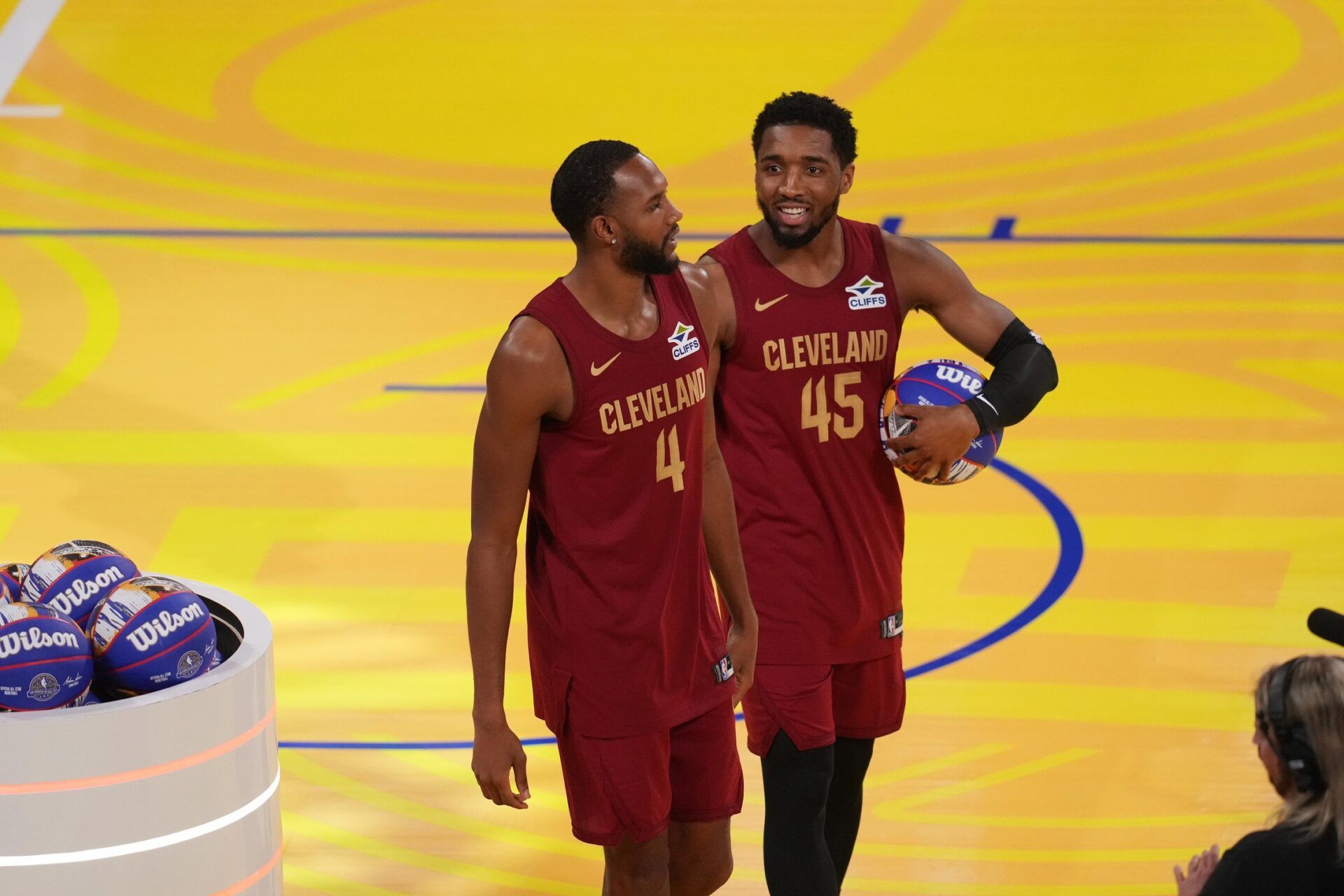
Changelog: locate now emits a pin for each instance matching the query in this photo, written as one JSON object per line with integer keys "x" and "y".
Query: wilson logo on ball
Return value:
{"x": 960, "y": 378}
{"x": 148, "y": 634}
{"x": 81, "y": 590}
{"x": 14, "y": 643}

## Problem
Change every "instance" in the material above to "occurrence", keep everything else the same, and leave out the pictures.

## Response for this exercise
Changelog: locate now emits a pin for each occurrence matching the query in this photo, written as one JSON object per line with integer keys "x" and "y".
Query: wilson logo on ball
Return value:
{"x": 960, "y": 378}
{"x": 148, "y": 634}
{"x": 81, "y": 590}
{"x": 14, "y": 643}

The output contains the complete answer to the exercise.